# 问题陈述 1:
请根据下文关于YOLOv5的节选，简要回答以下问题：
(a) 该文首次发布的时间是什么？
(b) 本文所用代码为哪一版本？
(c) 通过哪两个参数控制模型整体的参数量？
# 问题陈述 2:
请判断以下各项陈述是否与下文关于YOLOv5的节选相符。每项答“是”或“否”，并原样引用节选中起决定作用的文字。
(a) YOLOv5n是在6.0版本中推出的。
(b) YOLOv5的各个版本在模型结构上差异很大。
(c) 该文的阅读量为2.8k。

# 选定节选:
+-------+

YOLOv5详解（理论+代码）

binveni

已于 2024-01-07 06:50:52 修改

阅读量2.8k

点赞数 53

文章标签： YOLO 人工智能计算机视觉深度学习目标检测

于 2024-01-07 00:58:18 首次发布

本文链接：https://blog.csdn.net/binveni/article/details/135434536

版权

YOLOv5详解（理论+代码）

YOLOv5于2020年首次提出，直至今日YOLOv5仍然在不断进行升级迭代。本文使用代码上5.0版本，yolov5根据精度和时间要求提供了YOLOv5n（6.0版本推出的）、YOLOv5s，YOLOv5m、YOLOv5l和YOLOv5x等不同版本（6.0之后还有一些针对小目标增加检测头的-P系列），这几个模型的结构基本一样，不同的是depth_multiple模型深度和width_multiple模型宽度，通过这两个参数来控制模型整体的参数量。下面给出主流模型参数量、推理时间和在COCO数据集上的mAP。

+-------+

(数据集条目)
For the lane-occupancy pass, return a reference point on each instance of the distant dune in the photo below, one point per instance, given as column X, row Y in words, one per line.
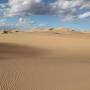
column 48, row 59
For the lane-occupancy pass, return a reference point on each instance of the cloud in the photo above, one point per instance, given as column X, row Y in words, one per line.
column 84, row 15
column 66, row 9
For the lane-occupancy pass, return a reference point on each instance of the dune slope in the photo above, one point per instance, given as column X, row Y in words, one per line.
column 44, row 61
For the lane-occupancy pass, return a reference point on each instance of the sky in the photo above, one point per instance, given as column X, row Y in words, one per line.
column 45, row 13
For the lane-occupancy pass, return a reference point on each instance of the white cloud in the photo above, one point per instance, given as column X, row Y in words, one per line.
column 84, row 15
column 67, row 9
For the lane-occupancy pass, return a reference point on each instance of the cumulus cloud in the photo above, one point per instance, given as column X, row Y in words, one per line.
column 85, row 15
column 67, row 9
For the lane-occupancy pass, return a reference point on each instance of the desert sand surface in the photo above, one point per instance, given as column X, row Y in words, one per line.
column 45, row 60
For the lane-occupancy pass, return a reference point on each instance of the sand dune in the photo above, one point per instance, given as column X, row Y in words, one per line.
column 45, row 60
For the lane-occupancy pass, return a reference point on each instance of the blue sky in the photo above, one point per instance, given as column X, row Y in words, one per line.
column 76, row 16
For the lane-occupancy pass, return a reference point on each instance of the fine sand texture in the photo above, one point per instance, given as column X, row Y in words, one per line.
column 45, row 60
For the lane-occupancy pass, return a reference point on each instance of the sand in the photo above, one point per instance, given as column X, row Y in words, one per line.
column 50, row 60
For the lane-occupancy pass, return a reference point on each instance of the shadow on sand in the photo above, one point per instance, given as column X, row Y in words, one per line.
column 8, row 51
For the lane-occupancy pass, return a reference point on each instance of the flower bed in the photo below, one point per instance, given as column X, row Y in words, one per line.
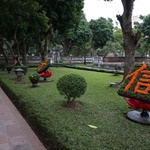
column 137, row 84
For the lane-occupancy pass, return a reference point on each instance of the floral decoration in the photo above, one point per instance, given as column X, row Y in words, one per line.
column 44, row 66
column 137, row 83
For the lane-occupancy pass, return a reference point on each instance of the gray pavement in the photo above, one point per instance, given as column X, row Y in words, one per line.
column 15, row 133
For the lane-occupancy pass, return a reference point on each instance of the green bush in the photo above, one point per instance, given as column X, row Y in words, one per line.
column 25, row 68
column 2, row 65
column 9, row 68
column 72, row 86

+-------+

# 任务输出 1:
(a) 2024-01-07 00:58:18
(b) 5.0版本
(c) depth_multiple（模型深度）和width_multiple（模型宽度）

# 任务输出 2:
(a) 是。“YOLOv5n（6.0版本推出的）”
(b) 否。“这几个模型的结构基本一样”
(c) 是。“阅读量2.8k”